Excerpt to read:
- From: David A. Lee <dlee@calldei.com>
- Date: Fri, 01 May 2009 09:26:48 -0400
- To: Philip Fennell <Philip.Fennell@bbc.co.uk>
- CC: XProc Dev <xproc-dev@w3.org>
- Message-ID: <49FAF898.6090404@calldei.com>
This exact reason is why xmlsh supports both xml and non-xml data.
Because as much as I'd love to belive it, the fact is the world is not
100% xml yet ... maybe someday ( see http://www.xmlsh.org/Philosophy )
so I do believe even XML centric scripting languages are much more
useful if they can support non-xml data as equal citizens.
xmlsh with the calbash extension can solve the first design goal but not
both.
1) it can encode the entire pipeline including non-xml code in one file,
including embedding the xproc pipeline and passing it to calabash all
inline in one file.
but
2) its not xml.... I personally dont find xml syntax very appetizing for
writing procedural (or functional) programs, which is why I prefer
xquery to xslt,
even though xslt is more powerful. But I do the appreciate the
alternate view ...
But if your willing to suffer with your document not being xml, but *is*
self contained
Your pipeline example in xmlsh assuming the calabash extension is loaded
and tidy is in the path would be something like this
tidy < http://somefile.com | xproc <[
<p:pipeline xmlns:p="http://www.w3.org/ns/xproc"

Exercise set:
• 1. Please decide whether each statement agrees with the xmlsh message, answering yes or no and quoting the words from it that settle the matter: (a) xmlsh handles both XML and non-XML data. (b) The writer prefers XSLT to XQuery. (c) xmlsh with the Calabash extension meets both design goals.
• 2. Pull out everything in the xmlsh message from "so I do believe" down to "alternate view ...", copied word for word.
The entries aren't needed for any of this.

Data extract:
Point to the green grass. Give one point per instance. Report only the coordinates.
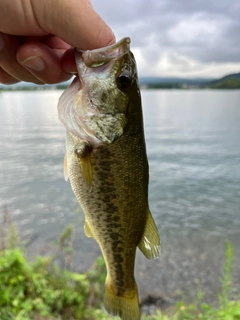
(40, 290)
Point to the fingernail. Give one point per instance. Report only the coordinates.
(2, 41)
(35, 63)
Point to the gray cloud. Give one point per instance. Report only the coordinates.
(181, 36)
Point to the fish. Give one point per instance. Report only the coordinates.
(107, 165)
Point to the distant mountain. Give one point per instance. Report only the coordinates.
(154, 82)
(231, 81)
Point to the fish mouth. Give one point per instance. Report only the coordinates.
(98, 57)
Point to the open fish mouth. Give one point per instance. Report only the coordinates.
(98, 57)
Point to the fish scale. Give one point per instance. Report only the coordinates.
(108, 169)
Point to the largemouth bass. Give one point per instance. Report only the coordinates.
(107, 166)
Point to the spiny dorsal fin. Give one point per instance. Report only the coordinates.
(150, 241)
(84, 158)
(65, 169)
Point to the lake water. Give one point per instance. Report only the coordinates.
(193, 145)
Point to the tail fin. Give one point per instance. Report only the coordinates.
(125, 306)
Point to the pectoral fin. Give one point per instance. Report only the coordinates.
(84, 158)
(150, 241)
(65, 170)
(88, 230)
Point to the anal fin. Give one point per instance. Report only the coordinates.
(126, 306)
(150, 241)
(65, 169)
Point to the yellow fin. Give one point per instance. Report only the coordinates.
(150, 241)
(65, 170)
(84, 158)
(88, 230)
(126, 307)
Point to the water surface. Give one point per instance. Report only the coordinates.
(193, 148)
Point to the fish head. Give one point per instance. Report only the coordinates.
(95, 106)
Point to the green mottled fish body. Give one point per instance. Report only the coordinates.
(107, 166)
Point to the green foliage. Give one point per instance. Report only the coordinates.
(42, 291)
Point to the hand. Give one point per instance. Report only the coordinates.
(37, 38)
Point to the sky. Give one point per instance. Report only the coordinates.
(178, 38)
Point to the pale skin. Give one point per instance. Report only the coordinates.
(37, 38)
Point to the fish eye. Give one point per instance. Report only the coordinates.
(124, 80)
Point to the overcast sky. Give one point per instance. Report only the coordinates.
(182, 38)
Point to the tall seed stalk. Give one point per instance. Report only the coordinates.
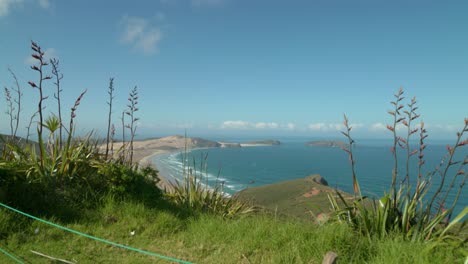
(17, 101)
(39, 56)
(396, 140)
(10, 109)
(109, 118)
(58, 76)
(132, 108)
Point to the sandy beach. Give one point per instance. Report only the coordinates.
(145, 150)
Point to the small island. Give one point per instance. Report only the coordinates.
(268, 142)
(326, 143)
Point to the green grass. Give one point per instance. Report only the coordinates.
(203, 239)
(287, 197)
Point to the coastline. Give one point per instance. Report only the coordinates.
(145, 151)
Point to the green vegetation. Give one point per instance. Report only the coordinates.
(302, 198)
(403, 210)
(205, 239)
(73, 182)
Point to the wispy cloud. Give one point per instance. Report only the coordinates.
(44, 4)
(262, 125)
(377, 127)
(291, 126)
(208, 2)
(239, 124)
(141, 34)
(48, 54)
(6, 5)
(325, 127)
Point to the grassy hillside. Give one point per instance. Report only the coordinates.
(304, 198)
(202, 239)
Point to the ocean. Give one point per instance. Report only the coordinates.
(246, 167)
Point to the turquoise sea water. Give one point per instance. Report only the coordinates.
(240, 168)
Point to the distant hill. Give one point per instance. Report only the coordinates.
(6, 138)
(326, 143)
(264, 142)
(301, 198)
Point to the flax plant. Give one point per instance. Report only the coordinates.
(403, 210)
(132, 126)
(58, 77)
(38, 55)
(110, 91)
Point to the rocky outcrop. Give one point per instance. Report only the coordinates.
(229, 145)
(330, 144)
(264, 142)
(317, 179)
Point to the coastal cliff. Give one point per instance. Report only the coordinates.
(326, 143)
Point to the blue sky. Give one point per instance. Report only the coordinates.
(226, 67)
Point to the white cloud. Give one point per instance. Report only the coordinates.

Answers to each task:
• 1.
(a) Yes: "This exact reason is why xmlsh supports both xml and non-xml data."
(b) No: "which is why I prefer xquery to xslt"
(c) No: "can solve the first design goal but not both."

• 2.
so I do believe even XML centric scripting languages are much more
useful if they can support non-xml data as equal citizens.
xmlsh with the calbash extension can solve the first design goal but not
both.
1) it can encode the entire pipeline including non-xml code in one file,
including embedding the xproc pipeline and passing it to calabash all
inline in one file.
but
2) its not xml.... I personally dont find xml syntax very appetizing for
writing procedural (or functional) programs, which is why I prefer
xquery to xslt,
even though xslt is more powerful. But I do the appreciate the
alternate view ...